▸ Problem statement
Write the next part of the commentary on Congress letting the ethanol tax credit expire, picking up after its final sentence.

▸ Page excerpt
****
"Do-Nothing" the Best Prescription for Deficit Reduction, but a Bad Approach for the Country

Congress was busy in the days leading up to the winter holidays. At the 11th hour, the fiscal year (FY) 2012 budget finally passed, three months late, along with an extension of the payroll tax cut and a package of other assorted cuts and credits. The only real substantive legislative change coming out of the session was the death of the ethanol tax credit – because Congress failed to pass it. In the year ahead, this might be a theme: change only happens when Congress does nothing.

Some commentators claim that a coalition of fiscal conservatives and liberal environmentalists joined forces to deliberately kill the ethanol credit, but the reality seems to be that the two parties could simply not agree how to move forward. The tax credit was created 30 years ago to spur production of ethanol, when the fuel was viewed as a possible alternative to fossil fuels (ethanol is produced from agricultural products such as sugar cane, potatoes, and corn). The credit provided a subsidy of between 45 and 55 cents per gallon of fuel blended with ethanol and gave producers of a certain kind of ethanol one dollar per gallon in subsidies. In recent years, the credit cost the government $6 billion annually, helping to make the United States the number one producer of ethanol (the U.S. produces almost 60 percent of the world’s supply of ethanol).
****
▸ Data for analysis
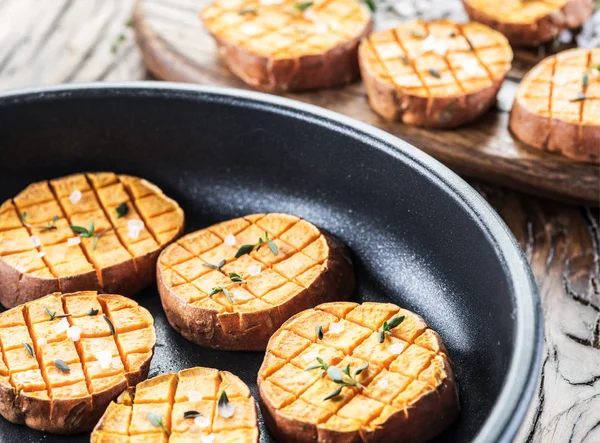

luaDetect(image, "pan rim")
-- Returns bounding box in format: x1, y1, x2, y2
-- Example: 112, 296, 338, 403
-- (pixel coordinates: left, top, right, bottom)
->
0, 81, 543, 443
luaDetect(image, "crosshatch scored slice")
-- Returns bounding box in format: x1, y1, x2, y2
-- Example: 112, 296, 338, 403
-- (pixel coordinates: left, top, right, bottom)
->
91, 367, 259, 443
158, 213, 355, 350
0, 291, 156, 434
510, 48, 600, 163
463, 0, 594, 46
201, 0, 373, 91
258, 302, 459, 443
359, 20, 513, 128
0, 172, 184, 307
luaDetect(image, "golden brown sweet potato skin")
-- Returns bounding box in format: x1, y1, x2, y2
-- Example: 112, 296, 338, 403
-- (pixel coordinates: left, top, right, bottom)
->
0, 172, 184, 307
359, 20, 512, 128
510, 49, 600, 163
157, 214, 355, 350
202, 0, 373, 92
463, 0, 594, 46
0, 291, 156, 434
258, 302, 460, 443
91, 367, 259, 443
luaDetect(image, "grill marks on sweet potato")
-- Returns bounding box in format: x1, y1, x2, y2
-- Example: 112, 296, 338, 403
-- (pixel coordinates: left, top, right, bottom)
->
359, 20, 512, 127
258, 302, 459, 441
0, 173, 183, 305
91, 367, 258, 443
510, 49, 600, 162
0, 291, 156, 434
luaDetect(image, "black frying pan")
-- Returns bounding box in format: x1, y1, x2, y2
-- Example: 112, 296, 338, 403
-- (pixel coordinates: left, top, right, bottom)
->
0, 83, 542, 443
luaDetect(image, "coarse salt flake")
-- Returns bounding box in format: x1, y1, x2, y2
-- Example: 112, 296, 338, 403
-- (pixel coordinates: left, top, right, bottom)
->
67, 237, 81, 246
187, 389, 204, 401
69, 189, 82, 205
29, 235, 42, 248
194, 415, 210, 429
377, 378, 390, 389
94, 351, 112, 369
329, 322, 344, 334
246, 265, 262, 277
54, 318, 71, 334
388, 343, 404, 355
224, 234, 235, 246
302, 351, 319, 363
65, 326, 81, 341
****
▸ Result of this exercise
As ethanol production grew rapidly, the tax credit became controversial, pitting the farm industry, which found the credit incredibly lucrative, against hardcore fiscal hawks, who found it wasteful, and environmentalists, who charge it is actually a less efficient of use of energy resources than traditional fossil fuels. This impasse could not be overcome in last-minute negotiations, when congressional negotiators were finishing a package of “extenders,” or temporary tax subsidies. Earlier in 2011, Congress tried to pass legislation repealing the ethanol credit, but failed to move it through both houses. (As Kevin Drum of Mother Jones points out, however, there are still plenty of biofuel subsidies in the U.S.)

2011 was one of the most polarized legislative sessions in recent memory, and it produced little in the way of meaningful legislation. The upcoming 2012 session is not likely to be much different, with an election looming at the end of the year. Neither party wants to give the other a legislative victory, despite declining congressional poll rankings, so last year’s paralysis and gridlock will only get worse.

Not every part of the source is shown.